▶ Written exercise
Write out everything in the listing below from the line containing "# Outline the region of every instance of the utility" down to the line containing "406 34 L 406", substituting "power pole" for "utility pole" and leaving everything else unchanged.
-- Begin --
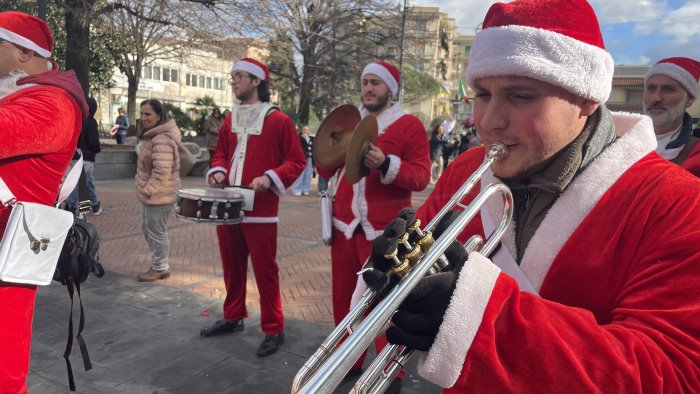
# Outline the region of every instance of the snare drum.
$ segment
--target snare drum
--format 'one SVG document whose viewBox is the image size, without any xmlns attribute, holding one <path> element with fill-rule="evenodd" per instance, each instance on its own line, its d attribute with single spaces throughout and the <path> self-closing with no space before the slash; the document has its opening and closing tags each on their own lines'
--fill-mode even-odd
<svg viewBox="0 0 700 394">
<path fill-rule="evenodd" d="M 198 223 L 236 224 L 243 220 L 244 198 L 230 190 L 201 188 L 177 191 L 175 215 Z"/>
</svg>

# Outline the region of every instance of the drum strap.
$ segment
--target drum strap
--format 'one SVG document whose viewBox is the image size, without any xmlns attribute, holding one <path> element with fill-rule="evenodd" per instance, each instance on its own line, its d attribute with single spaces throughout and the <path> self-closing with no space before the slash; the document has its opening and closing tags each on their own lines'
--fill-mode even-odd
<svg viewBox="0 0 700 394">
<path fill-rule="evenodd" d="M 248 147 L 248 136 L 262 134 L 265 118 L 275 109 L 277 109 L 276 106 L 270 103 L 263 103 L 263 107 L 260 110 L 258 118 L 248 127 L 238 124 L 238 113 L 237 111 L 234 111 L 233 116 L 231 117 L 233 122 L 232 129 L 233 132 L 236 133 L 238 144 L 236 146 L 237 152 L 233 155 L 233 157 L 231 157 L 231 165 L 233 165 L 233 163 L 236 161 L 236 158 L 238 159 L 238 163 L 236 165 L 236 176 L 232 185 L 240 185 L 241 180 L 243 179 L 243 165 L 245 164 L 245 156 Z"/>
</svg>

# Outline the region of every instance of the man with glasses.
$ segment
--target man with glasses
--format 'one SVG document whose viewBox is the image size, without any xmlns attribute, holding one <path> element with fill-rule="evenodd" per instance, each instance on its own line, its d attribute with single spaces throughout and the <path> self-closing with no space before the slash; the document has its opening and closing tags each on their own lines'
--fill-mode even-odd
<svg viewBox="0 0 700 394">
<path fill-rule="evenodd" d="M 284 342 L 284 316 L 279 288 L 277 210 L 280 196 L 306 164 L 292 120 L 270 104 L 270 72 L 249 58 L 233 64 L 229 83 L 240 104 L 224 119 L 207 172 L 211 185 L 244 186 L 255 192 L 253 208 L 236 225 L 216 228 L 224 271 L 224 319 L 204 328 L 210 337 L 243 330 L 248 256 L 260 292 L 260 323 L 265 339 L 260 357 L 275 353 Z M 246 202 L 248 204 L 248 202 Z M 244 207 L 244 209 L 246 209 Z"/>
<path fill-rule="evenodd" d="M 50 60 L 46 22 L 0 12 L 0 178 L 18 201 L 53 205 L 88 115 L 73 71 Z M 0 206 L 4 231 L 10 208 Z M 0 262 L 0 266 L 4 262 Z M 0 393 L 27 391 L 36 286 L 0 281 Z"/>
</svg>

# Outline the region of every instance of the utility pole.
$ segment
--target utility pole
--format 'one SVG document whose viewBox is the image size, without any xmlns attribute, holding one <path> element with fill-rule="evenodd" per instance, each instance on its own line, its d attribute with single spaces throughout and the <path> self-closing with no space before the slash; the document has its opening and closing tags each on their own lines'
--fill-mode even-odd
<svg viewBox="0 0 700 394">
<path fill-rule="evenodd" d="M 406 34 L 406 14 L 408 13 L 408 0 L 403 0 L 403 16 L 401 17 L 401 48 L 399 48 L 399 73 L 403 75 L 403 39 Z M 403 102 L 403 78 L 399 83 L 399 105 Z"/>
<path fill-rule="evenodd" d="M 39 12 L 39 18 L 46 21 L 46 0 L 39 0 L 37 5 L 38 5 L 37 11 Z"/>
</svg>

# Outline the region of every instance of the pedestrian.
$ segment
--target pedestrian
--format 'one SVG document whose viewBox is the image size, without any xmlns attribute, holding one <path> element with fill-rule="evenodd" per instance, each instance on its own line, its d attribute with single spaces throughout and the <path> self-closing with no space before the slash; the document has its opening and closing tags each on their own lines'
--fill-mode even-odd
<svg viewBox="0 0 700 394">
<path fill-rule="evenodd" d="M 143 141 L 136 163 L 136 195 L 141 202 L 141 230 L 151 255 L 151 267 L 138 274 L 139 282 L 170 277 L 168 219 L 175 209 L 180 187 L 182 134 L 169 119 L 163 104 L 155 99 L 141 102 Z"/>
<path fill-rule="evenodd" d="M 304 168 L 304 153 L 292 120 L 270 104 L 270 72 L 257 60 L 233 64 L 229 80 L 240 104 L 224 119 L 207 172 L 211 185 L 245 185 L 254 191 L 242 223 L 216 226 L 226 286 L 224 318 L 201 331 L 204 337 L 243 331 L 248 257 L 260 292 L 265 339 L 256 354 L 269 356 L 284 343 L 284 315 L 277 265 L 277 209 Z M 242 154 L 241 154 L 242 152 Z M 234 157 L 234 153 L 236 156 Z M 245 207 L 244 207 L 245 208 Z"/>
<path fill-rule="evenodd" d="M 88 115 L 75 73 L 59 72 L 50 60 L 53 48 L 46 22 L 0 12 L 0 178 L 18 201 L 49 206 L 58 197 Z M 10 211 L 0 205 L 3 232 Z M 0 281 L 0 392 L 27 392 L 36 290 Z"/>
<path fill-rule="evenodd" d="M 687 57 L 659 60 L 644 78 L 644 112 L 656 133 L 656 153 L 700 177 L 700 130 L 686 109 L 698 97 L 700 62 Z"/>
<path fill-rule="evenodd" d="M 302 171 L 299 178 L 292 184 L 292 194 L 295 196 L 309 195 L 309 190 L 311 189 L 311 177 L 314 173 L 314 159 L 312 146 L 314 144 L 314 137 L 309 135 L 309 125 L 301 126 L 301 133 L 299 133 L 299 141 L 301 143 L 301 150 L 304 152 L 306 157 L 306 167 Z"/>
<path fill-rule="evenodd" d="M 588 2 L 495 3 L 481 26 L 476 129 L 509 154 L 462 204 L 503 183 L 514 220 L 490 258 L 423 278 L 389 341 L 425 351 L 419 373 L 447 393 L 700 392 L 700 180 L 654 152 L 651 119 L 606 108 L 614 65 Z M 447 167 L 421 221 L 484 158 Z M 457 240 L 502 216 L 490 199 Z"/>
<path fill-rule="evenodd" d="M 102 150 L 100 147 L 100 133 L 98 131 L 97 120 L 95 120 L 95 112 L 97 111 L 97 101 L 89 97 L 88 117 L 83 120 L 83 128 L 78 139 L 78 148 L 83 154 L 83 171 L 85 172 L 85 180 L 87 185 L 87 197 L 90 199 L 90 212 L 97 216 L 102 213 L 102 205 L 97 198 L 95 190 L 95 157 Z M 68 210 L 75 212 L 80 199 L 80 187 L 76 187 L 71 192 L 66 201 Z"/>
<path fill-rule="evenodd" d="M 115 122 L 117 126 L 117 133 L 115 134 L 115 138 L 117 139 L 118 145 L 123 145 L 124 139 L 129 131 L 129 115 L 126 114 L 123 107 L 119 107 L 117 109 L 117 114 L 117 121 Z"/>
<path fill-rule="evenodd" d="M 377 117 L 377 142 L 369 144 L 364 159 L 369 175 L 350 184 L 337 178 L 333 203 L 331 241 L 331 279 L 333 283 L 333 319 L 337 325 L 350 309 L 350 299 L 370 253 L 372 240 L 403 207 L 411 205 L 411 194 L 425 189 L 430 181 L 430 147 L 423 123 L 407 114 L 393 99 L 398 95 L 399 70 L 387 62 L 369 63 L 362 71 L 360 93 L 363 118 Z M 344 168 L 317 167 L 319 176 L 330 178 Z M 376 341 L 377 352 L 386 344 Z M 351 374 L 362 370 L 364 355 Z M 401 380 L 392 382 L 399 390 Z"/>
<path fill-rule="evenodd" d="M 445 128 L 441 123 L 433 126 L 430 133 L 430 183 L 437 182 L 442 174 L 442 150 L 449 142 L 445 138 Z"/>
</svg>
-- End --
▶ Solution to the problem
# Outline the region of every instance of the power pole.
$ segment
--target power pole
--format 'one SVG document whose viewBox is the image size, without any xmlns attribute, holding one <path> element with fill-rule="evenodd" per instance, each instance on its own line, its d attribute with single spaces throughout and the <path> self-closing with no space before the slash; the document has its opening and closing tags each on their own lines'
--fill-mode even-odd
<svg viewBox="0 0 700 394">
<path fill-rule="evenodd" d="M 406 34 L 406 14 L 408 13 L 408 0 L 403 0 L 403 16 L 401 17 L 401 48 L 399 48 L 399 73 L 403 75 L 403 39 Z M 403 102 L 403 78 L 399 83 L 399 105 Z"/>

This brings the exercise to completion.